_OBJECTIVE_
Return every line of the data below that contains the word "miniature", treating uppercase and lowercase letters as different.

################

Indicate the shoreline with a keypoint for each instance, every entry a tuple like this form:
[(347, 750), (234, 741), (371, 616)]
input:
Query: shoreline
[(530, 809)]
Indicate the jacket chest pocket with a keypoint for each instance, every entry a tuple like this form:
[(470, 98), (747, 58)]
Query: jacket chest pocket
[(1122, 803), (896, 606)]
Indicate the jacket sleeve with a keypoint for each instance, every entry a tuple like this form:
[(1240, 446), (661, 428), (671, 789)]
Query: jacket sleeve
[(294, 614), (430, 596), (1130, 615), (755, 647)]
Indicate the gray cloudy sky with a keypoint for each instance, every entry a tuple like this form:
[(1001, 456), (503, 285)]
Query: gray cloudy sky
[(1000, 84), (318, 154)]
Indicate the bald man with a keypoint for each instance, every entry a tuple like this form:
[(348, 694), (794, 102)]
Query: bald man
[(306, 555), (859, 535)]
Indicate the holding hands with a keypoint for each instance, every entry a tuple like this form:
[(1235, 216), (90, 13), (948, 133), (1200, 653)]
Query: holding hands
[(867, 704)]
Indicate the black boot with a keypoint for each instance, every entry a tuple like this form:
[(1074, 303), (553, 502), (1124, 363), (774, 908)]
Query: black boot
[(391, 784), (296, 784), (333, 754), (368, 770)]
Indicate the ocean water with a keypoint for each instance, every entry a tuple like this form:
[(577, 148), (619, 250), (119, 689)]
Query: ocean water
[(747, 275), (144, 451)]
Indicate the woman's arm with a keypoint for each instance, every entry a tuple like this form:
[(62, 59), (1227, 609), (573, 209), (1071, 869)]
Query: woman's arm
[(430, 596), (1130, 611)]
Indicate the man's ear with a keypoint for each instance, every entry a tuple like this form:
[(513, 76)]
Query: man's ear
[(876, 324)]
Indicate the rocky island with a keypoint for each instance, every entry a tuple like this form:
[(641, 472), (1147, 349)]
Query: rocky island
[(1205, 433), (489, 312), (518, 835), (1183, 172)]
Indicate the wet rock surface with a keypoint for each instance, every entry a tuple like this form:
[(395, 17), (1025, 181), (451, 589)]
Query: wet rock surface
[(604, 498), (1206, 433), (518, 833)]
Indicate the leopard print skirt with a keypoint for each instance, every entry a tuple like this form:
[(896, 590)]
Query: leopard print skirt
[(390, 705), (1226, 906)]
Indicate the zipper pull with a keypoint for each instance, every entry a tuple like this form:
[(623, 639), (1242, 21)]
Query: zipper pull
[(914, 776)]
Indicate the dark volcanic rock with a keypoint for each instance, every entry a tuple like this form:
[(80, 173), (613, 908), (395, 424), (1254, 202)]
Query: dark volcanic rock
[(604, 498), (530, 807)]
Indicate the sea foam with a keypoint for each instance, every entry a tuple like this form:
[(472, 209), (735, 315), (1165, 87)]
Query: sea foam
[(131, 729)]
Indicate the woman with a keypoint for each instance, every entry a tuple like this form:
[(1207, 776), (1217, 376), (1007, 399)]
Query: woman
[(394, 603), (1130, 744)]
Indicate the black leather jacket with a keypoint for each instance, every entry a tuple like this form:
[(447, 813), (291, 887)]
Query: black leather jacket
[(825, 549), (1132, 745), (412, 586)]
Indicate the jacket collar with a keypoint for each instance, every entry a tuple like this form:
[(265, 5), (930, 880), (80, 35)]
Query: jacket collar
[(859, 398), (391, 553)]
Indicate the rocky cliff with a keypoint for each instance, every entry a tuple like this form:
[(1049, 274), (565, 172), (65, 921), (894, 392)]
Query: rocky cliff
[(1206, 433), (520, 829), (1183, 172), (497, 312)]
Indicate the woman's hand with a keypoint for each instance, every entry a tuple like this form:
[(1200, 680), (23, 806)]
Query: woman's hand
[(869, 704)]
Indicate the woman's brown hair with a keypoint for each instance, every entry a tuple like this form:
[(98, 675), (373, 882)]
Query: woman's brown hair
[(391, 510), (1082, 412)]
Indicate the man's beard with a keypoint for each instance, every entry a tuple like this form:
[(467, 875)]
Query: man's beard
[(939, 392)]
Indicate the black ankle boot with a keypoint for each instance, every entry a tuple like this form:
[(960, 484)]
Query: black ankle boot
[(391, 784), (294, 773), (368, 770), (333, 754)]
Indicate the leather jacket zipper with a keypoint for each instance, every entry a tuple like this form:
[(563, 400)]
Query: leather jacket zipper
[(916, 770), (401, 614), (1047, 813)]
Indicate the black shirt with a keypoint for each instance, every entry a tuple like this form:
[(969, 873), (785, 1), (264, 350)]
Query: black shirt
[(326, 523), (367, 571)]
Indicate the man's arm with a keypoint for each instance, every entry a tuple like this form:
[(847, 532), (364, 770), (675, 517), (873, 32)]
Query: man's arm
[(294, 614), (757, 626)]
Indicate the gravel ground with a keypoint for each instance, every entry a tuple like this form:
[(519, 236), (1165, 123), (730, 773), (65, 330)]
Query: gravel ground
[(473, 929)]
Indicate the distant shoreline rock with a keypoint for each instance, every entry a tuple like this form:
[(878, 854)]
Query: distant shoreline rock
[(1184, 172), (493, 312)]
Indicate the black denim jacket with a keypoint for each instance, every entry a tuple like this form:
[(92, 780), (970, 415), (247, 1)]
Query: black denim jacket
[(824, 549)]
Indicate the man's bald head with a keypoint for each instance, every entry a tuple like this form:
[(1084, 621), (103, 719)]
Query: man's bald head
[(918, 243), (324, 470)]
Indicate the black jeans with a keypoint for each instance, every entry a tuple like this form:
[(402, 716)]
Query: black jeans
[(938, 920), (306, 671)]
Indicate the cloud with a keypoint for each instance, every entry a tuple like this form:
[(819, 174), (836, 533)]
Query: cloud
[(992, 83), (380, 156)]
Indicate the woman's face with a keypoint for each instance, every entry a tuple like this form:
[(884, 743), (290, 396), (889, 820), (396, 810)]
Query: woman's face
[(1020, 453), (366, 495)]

################

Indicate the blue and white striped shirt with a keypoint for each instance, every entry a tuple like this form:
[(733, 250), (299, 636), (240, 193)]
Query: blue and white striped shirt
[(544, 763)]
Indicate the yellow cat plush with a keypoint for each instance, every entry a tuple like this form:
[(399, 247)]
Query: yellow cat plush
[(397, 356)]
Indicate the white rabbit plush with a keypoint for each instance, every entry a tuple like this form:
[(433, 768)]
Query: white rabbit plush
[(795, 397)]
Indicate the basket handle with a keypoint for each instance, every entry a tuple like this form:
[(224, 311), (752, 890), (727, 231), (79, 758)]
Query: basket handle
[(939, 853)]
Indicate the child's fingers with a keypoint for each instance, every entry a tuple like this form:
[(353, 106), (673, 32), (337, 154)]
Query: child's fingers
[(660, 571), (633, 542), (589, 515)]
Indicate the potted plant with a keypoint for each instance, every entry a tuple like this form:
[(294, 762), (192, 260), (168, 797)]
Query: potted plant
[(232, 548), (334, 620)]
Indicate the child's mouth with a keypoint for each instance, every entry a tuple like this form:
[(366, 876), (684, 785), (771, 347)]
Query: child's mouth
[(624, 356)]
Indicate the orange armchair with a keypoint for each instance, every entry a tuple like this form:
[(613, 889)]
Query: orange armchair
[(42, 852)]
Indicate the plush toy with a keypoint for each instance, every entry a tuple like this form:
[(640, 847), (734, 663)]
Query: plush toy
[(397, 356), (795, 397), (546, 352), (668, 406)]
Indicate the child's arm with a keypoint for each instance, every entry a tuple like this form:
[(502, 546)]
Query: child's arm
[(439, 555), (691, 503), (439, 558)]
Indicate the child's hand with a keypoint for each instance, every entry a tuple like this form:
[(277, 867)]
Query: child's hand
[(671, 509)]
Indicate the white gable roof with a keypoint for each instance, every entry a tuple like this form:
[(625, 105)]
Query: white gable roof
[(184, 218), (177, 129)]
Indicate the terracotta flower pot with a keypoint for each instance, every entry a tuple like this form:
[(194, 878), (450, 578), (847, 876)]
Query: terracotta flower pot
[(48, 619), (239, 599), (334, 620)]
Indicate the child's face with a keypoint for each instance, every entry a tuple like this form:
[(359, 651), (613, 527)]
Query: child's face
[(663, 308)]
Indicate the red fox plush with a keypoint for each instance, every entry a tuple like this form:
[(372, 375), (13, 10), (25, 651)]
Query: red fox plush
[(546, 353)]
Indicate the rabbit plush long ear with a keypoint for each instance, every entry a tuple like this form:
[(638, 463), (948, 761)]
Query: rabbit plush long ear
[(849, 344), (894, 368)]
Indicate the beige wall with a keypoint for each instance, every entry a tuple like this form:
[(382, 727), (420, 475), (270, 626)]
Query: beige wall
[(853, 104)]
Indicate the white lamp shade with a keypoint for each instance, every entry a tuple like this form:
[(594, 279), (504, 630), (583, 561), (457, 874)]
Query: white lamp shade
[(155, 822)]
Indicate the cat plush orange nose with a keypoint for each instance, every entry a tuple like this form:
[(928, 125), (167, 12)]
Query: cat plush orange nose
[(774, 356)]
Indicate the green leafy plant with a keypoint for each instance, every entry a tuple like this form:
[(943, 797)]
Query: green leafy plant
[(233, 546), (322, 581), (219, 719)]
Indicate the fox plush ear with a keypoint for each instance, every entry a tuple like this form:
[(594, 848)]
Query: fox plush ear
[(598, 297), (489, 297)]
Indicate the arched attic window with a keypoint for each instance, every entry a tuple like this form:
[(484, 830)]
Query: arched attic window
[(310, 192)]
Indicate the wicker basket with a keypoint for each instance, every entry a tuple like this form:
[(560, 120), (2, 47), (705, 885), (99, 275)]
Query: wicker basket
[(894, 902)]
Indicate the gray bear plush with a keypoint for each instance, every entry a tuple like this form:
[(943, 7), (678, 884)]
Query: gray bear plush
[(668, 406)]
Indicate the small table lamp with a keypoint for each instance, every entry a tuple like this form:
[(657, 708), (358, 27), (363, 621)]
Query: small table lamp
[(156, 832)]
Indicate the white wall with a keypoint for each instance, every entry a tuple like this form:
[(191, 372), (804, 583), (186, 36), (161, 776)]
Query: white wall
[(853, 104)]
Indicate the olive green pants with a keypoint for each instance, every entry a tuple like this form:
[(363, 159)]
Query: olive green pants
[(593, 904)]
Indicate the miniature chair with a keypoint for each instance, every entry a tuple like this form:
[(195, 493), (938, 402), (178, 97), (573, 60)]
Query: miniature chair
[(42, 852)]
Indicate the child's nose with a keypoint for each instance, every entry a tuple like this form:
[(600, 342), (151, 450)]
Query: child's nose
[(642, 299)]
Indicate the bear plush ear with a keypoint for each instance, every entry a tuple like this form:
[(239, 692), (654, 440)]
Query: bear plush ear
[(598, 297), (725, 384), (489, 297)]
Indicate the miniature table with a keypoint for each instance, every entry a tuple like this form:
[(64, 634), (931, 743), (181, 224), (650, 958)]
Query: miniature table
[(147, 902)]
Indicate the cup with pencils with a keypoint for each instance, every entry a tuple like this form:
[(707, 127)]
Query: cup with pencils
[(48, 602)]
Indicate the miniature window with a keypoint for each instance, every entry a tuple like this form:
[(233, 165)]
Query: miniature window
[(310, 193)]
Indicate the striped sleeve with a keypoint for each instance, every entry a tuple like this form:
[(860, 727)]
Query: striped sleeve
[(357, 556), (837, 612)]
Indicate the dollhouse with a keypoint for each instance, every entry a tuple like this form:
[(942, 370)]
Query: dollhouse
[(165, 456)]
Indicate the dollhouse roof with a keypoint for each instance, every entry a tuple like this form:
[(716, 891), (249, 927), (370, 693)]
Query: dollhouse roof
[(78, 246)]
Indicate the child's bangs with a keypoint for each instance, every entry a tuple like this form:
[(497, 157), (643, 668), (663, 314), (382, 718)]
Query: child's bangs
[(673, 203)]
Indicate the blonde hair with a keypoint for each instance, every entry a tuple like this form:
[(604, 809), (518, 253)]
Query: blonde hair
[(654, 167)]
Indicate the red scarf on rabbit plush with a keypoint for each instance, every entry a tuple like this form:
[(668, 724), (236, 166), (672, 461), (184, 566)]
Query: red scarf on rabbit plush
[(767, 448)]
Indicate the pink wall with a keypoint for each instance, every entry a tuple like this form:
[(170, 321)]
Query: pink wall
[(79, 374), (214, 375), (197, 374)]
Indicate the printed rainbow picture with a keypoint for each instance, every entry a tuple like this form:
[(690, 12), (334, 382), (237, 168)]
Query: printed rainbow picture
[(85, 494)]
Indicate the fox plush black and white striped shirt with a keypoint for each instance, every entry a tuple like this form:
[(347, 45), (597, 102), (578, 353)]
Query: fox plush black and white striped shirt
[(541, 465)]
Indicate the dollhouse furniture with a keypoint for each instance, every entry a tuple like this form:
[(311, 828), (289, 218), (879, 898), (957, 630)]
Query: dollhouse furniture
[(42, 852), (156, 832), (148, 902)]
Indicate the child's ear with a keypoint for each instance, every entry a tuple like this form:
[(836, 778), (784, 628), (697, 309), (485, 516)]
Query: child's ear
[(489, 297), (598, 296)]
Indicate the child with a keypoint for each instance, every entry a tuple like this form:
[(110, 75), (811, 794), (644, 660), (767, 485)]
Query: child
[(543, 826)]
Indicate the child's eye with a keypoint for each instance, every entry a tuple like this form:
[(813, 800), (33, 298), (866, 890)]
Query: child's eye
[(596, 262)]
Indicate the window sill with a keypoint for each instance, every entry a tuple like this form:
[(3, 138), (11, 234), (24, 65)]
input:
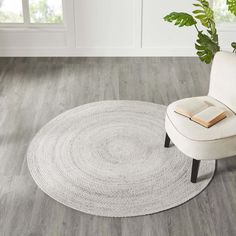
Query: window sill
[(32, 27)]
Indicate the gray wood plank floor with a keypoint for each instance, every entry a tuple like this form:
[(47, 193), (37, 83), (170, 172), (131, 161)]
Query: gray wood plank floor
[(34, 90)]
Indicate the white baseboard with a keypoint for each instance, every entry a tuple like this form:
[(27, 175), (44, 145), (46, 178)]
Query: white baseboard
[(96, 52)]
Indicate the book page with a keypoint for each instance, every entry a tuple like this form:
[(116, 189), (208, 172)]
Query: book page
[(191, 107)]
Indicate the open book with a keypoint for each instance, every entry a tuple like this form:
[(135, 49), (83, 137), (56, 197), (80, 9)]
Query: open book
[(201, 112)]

################

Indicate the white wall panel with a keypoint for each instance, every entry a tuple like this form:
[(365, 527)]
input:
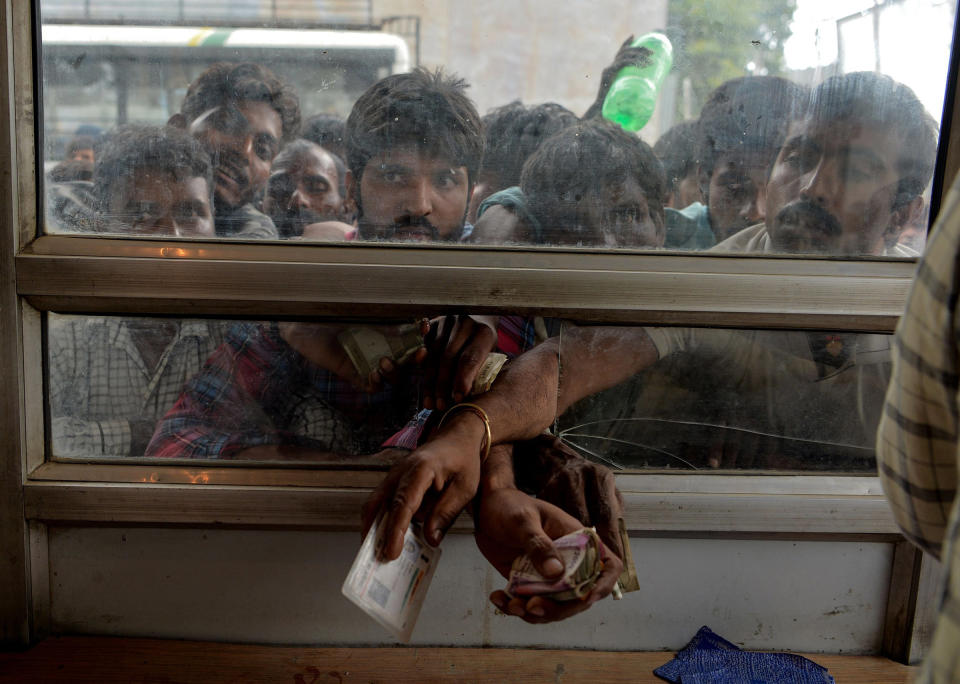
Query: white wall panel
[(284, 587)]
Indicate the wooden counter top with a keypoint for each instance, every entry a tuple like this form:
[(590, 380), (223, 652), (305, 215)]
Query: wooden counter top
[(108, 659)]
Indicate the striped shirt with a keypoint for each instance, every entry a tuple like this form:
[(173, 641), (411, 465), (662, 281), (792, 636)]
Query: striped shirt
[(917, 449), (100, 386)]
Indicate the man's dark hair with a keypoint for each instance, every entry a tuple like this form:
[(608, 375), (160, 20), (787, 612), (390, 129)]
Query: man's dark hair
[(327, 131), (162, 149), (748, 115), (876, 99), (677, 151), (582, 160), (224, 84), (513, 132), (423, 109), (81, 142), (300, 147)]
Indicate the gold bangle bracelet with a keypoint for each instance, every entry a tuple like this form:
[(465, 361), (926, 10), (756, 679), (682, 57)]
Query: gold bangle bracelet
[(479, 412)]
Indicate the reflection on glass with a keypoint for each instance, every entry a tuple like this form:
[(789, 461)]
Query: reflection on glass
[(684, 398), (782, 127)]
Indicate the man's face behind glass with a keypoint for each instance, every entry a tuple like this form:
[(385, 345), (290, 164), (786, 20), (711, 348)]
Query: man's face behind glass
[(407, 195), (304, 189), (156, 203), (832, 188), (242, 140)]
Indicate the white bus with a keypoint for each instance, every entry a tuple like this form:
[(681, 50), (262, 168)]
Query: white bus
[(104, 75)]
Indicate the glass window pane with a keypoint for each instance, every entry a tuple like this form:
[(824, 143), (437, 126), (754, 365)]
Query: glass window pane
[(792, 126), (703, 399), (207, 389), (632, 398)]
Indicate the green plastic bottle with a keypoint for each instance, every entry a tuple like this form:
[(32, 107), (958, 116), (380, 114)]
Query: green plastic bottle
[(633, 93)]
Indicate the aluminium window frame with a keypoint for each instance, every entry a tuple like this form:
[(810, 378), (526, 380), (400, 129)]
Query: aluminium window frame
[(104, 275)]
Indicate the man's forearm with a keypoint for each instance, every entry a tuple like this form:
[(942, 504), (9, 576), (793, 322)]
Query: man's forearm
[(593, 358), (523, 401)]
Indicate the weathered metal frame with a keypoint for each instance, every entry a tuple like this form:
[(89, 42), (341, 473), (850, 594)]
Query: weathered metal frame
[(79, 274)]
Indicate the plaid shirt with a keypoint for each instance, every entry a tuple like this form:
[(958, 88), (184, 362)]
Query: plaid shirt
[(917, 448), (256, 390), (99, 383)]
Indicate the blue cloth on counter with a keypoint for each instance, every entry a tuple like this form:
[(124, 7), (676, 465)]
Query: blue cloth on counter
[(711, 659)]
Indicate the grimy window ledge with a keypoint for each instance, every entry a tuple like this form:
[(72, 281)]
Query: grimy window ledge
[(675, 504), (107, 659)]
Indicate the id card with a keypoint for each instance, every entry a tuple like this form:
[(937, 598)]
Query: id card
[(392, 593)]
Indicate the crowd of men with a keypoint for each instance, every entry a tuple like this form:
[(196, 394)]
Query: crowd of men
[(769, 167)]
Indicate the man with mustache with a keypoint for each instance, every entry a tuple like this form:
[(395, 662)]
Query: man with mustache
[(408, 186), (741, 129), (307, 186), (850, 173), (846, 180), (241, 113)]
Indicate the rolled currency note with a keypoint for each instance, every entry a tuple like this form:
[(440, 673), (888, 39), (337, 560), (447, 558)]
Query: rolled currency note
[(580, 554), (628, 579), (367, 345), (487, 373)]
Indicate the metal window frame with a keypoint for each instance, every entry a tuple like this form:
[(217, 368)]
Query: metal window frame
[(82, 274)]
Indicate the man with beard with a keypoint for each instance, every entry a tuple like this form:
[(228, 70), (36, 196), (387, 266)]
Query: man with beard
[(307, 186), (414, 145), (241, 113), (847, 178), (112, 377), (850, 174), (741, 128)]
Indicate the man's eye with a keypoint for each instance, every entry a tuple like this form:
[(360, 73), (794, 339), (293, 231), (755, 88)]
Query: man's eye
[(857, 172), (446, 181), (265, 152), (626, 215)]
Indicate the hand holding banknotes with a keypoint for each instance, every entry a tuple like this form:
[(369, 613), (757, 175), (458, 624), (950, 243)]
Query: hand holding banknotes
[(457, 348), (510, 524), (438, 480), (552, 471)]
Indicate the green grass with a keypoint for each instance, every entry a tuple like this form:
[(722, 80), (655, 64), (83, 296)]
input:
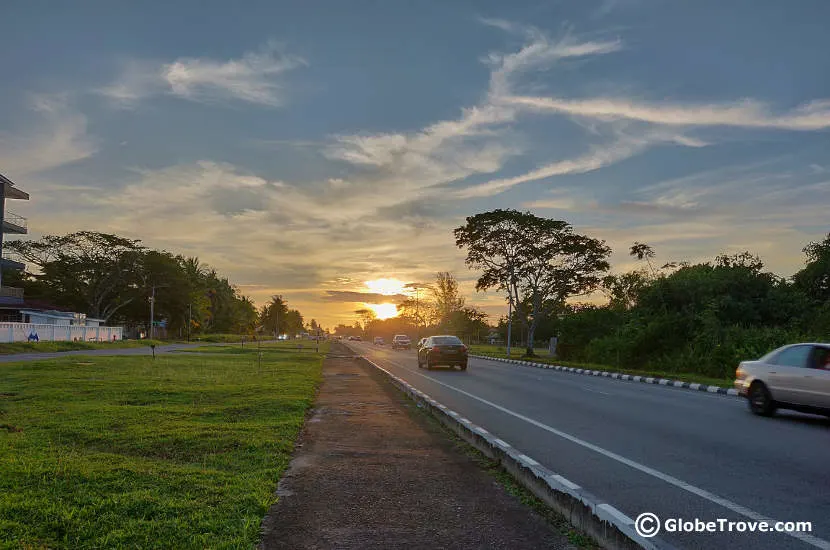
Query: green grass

################

_WORKED SOLUTION_
Indicate the miniature chair with a keypoint for each instance, every entry a tuple like this form:
Query: miniature chair
Indicate the miniature table with a keypoint for each instance, every entry a tuple like this form:
Query: miniature table
Indicate the miniature window with a keypoint for each instance, every entry a tuple like this form:
Query: miniature window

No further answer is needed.